EXTRACT PROVIDED section start
ROP Earth Matters: Compost(ing)

The Island Now

— to convert a material, such as plant debris, to compost
— a mixture that consists largely of decayed organic matter and is used for fertilizing and conditioning land

Growing up in Europe with a German mom and Hungarian dad influenced many of my beliefs. Both my parents lived through the Second World War and endured hardships that shaped their lives and habits. Having little means making the most out of everything you’ve got. And composting is an integral part of that. Why throw away something that can help you grow food or beauty? It isn’t and wasn’t even a matter of money, but a matter of principle.

I grew up collecting fruit and vegetable peels in small containers on our kitchen counter and dumping them regularly in a bin erected in a corner of our property where collected kitchen scraps would turn — over time — into compost. And, naturally, I continued this habit after I moved out from home wherever I went.

Only much later I learned about the incredible benefits of composting your kitchen and garden waste:

— About 30 percent of what we throw away could instead be composted. Doing so would reduce landfill volume dramatically — a great incentive for our always strained municipal budgets.

— Compostable materials that are rotting in our landfills produce methane gas, which is formed when organic material decomposes without oxygen being present. That’s bad, since methane gas is about 30 times more potent than carbon dioxide and therefore contributes, if we believe our scientists, significantly to climate change.

Yes, like everything, we also can make composting difficult and expensive. But that’s not the way my parents taught me. You don’t need a worm farm (yuck) or backbreaking turning of the compost or a special composter made from plastic.

Don’t be scared. Start slowly. Pick a couple of items from the list below and start collecting them first in a small container, preferably with a lid, on your counter and then in a corner of your yard. Once you get comfortable with the idea and process, pick a couple more items from the list. It will soon become second nature.
EXTRACT PROVIDED section end
DATA SHOWN section start
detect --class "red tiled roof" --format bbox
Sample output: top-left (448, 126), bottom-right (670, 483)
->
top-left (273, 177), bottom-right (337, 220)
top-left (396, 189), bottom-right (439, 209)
DATA SHOWN section end
* [WORK ORDER 1]:
Decide whether each statement below agrees with the composting column, answering yes or no and quoting the words from the column that decide it.
(a) Both of the writer's parents lived through the Second World War.
(b) The column says about half of what we throw away could be composted.
(c) The writer recommends getting a worm farm for composting.
* [WORK ORDER 2]: Write out the stretch of the composting column from "The Island Now" through "matter of principle.", swapping "hardships" for "difficulties".

* [ANSWER AREA 1]:
(a) Yes: "Both my parents lived through the Second World War"
(b) No: "About 30 percent of what we throw away could instead be composted."
(c) No: "You don’t need a worm farm (yuck)"

* [ANSWER AREA 2]:
The Island Now

— to convert a material, such as plant debris, to compost
— a mixture that consists largely of decayed organic matter and is used for fertilizing and conditioning land

Growing up in Europe with a German mom and Hungarian dad influenced many of my beliefs. Both my parents lived through the Second World War and endured difficulties that shaped their lives and habits. Having little means making the most out of everything you’ve got. And composting is an integral part of that. Why throw away something that can help you grow food or beauty? It isn’t and wasn’t even a matter of money, but a matter of principle.